> **Passage à lire**:
===============

Article 6(5)a) – le caractère distinctif inhérent des marques de commerce et la mesure dans laquelle elles sont devenues connues

[20]           Les marques sont toutes deux intrinsèquement fortes, car aucune d'elles n'est suggestive des marchandises auxquelles elle est liée.

[21]           Une marque de commerce peut acquérir une force accrue en devenant connue par la promotion ou l'emploi; il n'y a, cependant, aucune preuve que les marques de l'une et l'autre des parties sont devenues connues dans une quelconque mesure au Canada.

Article 6(5)b) – la période pendant laquelle les marques de commerce ont été en usage

[22]           Rien n'indique que la Marque a été employée au Canada à ce jour. Bien que l'enregistrement de l'Opposante soit fondé sur l'emploi de sa marque depuis 2008, l'existence d'un enregistrement établit tout au plus un emploi minimal [Entre Computer Centers, précitée]. Ainsi, en l'absence d'une preuve de l'emploi des marques des parties, ce facteur ne favorise aucune des parties.

===============

> **Entrées de données**:
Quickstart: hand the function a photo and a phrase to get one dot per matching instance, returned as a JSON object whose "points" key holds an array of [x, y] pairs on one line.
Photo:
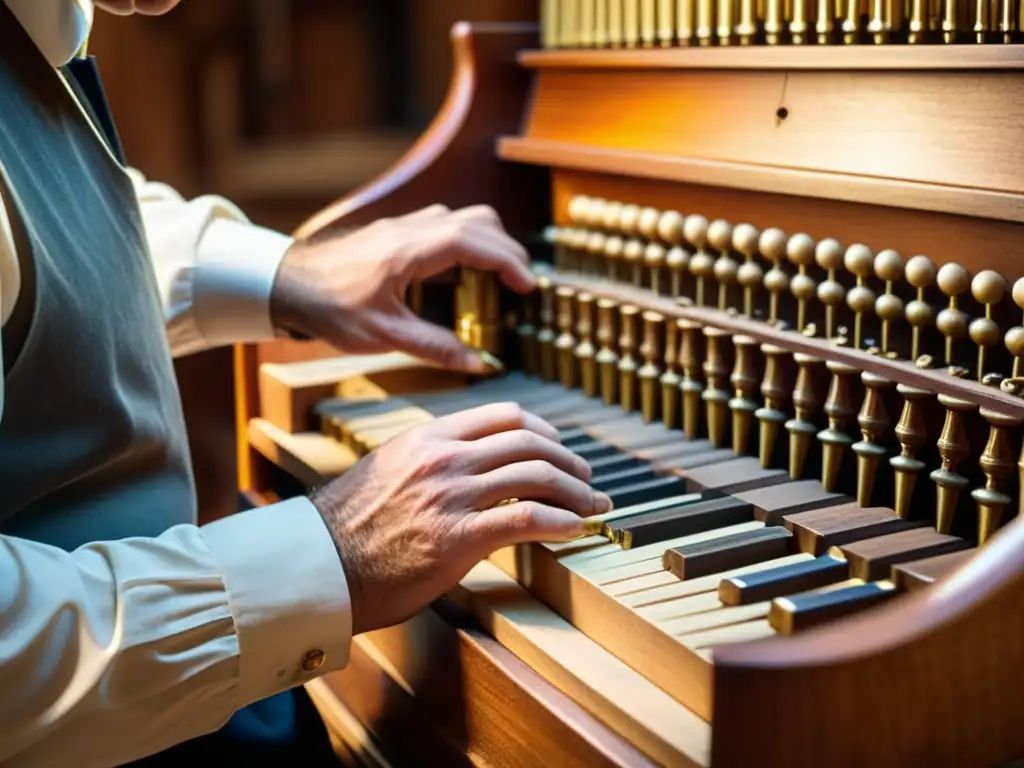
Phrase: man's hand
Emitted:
{"points": [[412, 518], [350, 291]]}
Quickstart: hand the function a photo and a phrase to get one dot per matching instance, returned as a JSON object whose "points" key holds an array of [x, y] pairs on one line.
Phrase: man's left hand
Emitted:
{"points": [[350, 291]]}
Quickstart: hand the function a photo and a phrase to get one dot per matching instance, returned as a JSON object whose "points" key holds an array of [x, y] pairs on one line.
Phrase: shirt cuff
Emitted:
{"points": [[288, 595], [236, 266]]}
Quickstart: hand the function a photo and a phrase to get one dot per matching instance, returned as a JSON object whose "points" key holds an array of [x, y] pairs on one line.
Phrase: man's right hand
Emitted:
{"points": [[412, 518]]}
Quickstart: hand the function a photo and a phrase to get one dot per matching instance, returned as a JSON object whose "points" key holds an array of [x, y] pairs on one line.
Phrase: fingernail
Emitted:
{"points": [[491, 361]]}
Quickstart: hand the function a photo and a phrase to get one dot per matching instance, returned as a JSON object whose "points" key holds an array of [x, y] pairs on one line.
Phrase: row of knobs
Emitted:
{"points": [[647, 237]]}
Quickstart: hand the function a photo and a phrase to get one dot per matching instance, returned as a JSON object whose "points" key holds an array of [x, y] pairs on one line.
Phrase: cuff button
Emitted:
{"points": [[313, 660]]}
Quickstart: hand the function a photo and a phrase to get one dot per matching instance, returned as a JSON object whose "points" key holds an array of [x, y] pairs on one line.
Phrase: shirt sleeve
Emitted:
{"points": [[121, 649], [214, 267]]}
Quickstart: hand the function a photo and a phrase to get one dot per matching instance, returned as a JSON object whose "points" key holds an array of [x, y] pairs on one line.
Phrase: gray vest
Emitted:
{"points": [[92, 439]]}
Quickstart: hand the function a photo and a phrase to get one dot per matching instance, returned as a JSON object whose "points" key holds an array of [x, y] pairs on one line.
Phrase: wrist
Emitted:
{"points": [[351, 555], [289, 296]]}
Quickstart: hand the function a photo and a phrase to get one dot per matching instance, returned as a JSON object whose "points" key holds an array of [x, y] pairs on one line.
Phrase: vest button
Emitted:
{"points": [[313, 660]]}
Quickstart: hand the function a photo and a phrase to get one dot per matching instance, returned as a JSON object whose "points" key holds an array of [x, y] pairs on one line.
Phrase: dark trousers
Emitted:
{"points": [[283, 730]]}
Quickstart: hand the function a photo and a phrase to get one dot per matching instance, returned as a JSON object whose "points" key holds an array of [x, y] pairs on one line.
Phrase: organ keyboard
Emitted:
{"points": [[779, 313]]}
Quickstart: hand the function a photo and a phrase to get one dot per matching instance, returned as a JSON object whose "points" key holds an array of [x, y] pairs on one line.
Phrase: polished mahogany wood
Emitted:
{"points": [[861, 131], [484, 100]]}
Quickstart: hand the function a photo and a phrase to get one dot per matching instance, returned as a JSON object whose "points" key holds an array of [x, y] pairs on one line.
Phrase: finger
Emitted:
{"points": [[478, 248], [430, 212], [522, 445], [477, 423], [538, 480], [480, 213], [522, 522], [430, 342]]}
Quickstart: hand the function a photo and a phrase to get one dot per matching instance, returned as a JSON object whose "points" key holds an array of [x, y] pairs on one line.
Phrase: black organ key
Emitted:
{"points": [[715, 512]]}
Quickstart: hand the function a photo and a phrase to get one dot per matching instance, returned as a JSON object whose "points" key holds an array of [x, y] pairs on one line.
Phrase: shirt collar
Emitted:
{"points": [[58, 28]]}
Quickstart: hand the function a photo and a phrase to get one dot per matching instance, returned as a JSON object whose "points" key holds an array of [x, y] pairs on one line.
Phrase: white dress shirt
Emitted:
{"points": [[121, 649]]}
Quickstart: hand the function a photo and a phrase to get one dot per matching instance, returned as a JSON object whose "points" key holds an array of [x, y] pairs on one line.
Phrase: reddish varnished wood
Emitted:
{"points": [[468, 697], [453, 163], [749, 175], [875, 126]]}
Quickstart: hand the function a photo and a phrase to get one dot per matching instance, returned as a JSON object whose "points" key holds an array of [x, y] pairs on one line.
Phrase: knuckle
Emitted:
{"points": [[511, 413], [523, 516], [524, 441], [453, 236], [543, 472], [483, 211]]}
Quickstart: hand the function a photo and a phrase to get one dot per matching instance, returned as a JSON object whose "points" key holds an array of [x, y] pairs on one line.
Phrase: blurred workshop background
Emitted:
{"points": [[282, 105]]}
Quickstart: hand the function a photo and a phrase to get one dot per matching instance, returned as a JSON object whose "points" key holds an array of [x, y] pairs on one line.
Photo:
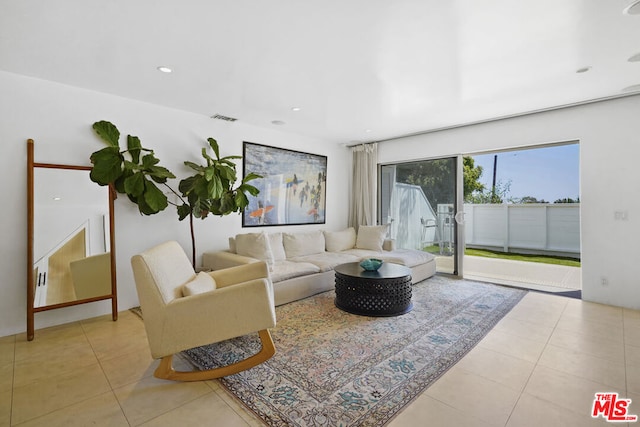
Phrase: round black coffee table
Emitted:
{"points": [[386, 292]]}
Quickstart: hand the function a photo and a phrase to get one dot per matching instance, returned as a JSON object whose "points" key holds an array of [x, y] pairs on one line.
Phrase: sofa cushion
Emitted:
{"points": [[254, 245], [371, 237], [328, 260], [301, 244], [336, 241], [283, 270], [201, 283], [277, 247]]}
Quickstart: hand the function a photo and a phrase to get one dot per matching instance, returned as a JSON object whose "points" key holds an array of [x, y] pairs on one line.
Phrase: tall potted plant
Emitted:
{"points": [[135, 171]]}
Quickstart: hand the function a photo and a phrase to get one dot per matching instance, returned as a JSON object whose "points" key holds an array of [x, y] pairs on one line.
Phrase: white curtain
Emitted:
{"points": [[362, 210]]}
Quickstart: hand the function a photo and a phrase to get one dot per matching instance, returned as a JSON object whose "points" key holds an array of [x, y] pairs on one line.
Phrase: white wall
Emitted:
{"points": [[609, 134], [59, 119]]}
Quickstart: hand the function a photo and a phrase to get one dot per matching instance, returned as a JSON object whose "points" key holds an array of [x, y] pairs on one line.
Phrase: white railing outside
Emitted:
{"points": [[551, 228]]}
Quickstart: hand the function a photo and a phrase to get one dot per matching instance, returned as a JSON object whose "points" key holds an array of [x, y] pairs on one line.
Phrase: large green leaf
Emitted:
{"points": [[215, 188], [183, 211], [210, 160], [154, 197], [209, 172], [134, 184], [227, 172], [107, 165], [194, 166], [160, 174], [186, 185], [149, 160], [108, 132], [134, 146]]}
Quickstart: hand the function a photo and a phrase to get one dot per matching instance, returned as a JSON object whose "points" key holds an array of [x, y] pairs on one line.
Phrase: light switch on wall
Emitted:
{"points": [[621, 215]]}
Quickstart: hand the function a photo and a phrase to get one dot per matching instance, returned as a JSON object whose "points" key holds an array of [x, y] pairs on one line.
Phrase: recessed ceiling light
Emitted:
{"points": [[633, 8], [631, 88]]}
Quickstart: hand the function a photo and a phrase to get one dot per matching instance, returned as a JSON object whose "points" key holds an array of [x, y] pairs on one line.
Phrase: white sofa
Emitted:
{"points": [[301, 264]]}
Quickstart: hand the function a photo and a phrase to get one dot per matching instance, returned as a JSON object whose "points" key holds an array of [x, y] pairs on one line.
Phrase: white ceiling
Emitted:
{"points": [[359, 70]]}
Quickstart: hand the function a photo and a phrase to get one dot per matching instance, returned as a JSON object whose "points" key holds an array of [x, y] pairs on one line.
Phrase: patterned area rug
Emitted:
{"points": [[333, 368]]}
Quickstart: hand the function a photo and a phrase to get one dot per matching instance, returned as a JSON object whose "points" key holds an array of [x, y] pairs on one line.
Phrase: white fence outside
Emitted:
{"points": [[549, 228]]}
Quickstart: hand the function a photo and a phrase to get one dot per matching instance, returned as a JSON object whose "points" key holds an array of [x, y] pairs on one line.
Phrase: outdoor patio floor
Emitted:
{"points": [[532, 275]]}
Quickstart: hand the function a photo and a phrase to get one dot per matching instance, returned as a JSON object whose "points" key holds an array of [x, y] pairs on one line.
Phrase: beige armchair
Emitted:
{"points": [[183, 310]]}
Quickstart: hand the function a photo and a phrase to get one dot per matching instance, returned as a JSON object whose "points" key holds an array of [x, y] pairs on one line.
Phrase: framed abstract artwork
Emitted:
{"points": [[292, 187]]}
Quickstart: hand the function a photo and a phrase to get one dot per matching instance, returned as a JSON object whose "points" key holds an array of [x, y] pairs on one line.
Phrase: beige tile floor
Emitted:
{"points": [[540, 366]]}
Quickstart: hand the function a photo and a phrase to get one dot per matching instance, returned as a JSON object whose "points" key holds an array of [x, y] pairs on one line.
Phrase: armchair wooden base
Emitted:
{"points": [[165, 369]]}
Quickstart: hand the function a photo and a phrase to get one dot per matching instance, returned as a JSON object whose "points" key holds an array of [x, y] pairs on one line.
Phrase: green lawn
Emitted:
{"points": [[571, 262]]}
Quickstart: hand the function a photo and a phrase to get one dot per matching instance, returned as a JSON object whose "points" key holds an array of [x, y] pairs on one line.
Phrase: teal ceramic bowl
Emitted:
{"points": [[371, 264]]}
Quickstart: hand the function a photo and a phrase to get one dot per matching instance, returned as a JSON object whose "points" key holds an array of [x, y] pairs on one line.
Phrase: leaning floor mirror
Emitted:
{"points": [[70, 239]]}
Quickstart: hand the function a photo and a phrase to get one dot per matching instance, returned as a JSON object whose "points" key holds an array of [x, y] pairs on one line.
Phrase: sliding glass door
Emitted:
{"points": [[419, 200]]}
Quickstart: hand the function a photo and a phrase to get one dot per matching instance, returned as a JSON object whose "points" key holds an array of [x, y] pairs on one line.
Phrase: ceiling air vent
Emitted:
{"points": [[225, 118]]}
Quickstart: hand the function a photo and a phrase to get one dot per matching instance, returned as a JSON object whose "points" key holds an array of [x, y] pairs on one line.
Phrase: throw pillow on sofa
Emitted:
{"points": [[371, 237], [254, 245], [337, 241], [301, 244]]}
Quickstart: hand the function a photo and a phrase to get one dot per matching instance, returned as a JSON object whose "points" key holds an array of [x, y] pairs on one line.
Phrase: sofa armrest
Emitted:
{"points": [[224, 259], [241, 273], [389, 245]]}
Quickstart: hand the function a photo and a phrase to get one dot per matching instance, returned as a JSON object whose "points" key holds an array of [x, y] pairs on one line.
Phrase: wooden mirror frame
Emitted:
{"points": [[31, 310]]}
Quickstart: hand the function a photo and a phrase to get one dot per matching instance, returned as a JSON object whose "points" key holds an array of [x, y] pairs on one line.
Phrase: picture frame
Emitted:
{"points": [[292, 188]]}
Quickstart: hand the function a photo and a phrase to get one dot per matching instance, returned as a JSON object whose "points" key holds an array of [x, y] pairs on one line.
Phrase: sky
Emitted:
{"points": [[548, 173]]}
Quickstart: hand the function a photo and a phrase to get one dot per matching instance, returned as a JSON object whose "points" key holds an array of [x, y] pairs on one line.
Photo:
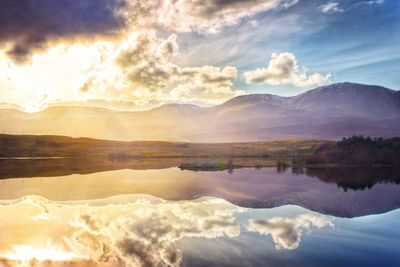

===============

> **Consigne**: Recopiez le passage à lire depuis « [22]           Rien n'indique » jusqu'à « aucune des parties. » inclusivement, en remplaçant « l'Opposante » par « la Requérante ».

> **Résultat final**:
[22]           Rien n'indique que la Marque a été employée au Canada à ce jour. Bien que l'enregistrement de la Requérante soit fondé sur l'emploi de sa marque depuis 2008, l'existence d'un enregistrement établit tout au plus un emploi minimal [Entre Computer Centers, précitée]. Ainsi, en l'absence d'une preuve de l'emploi des marques des parties, ce facteur ne favorise aucune des parties.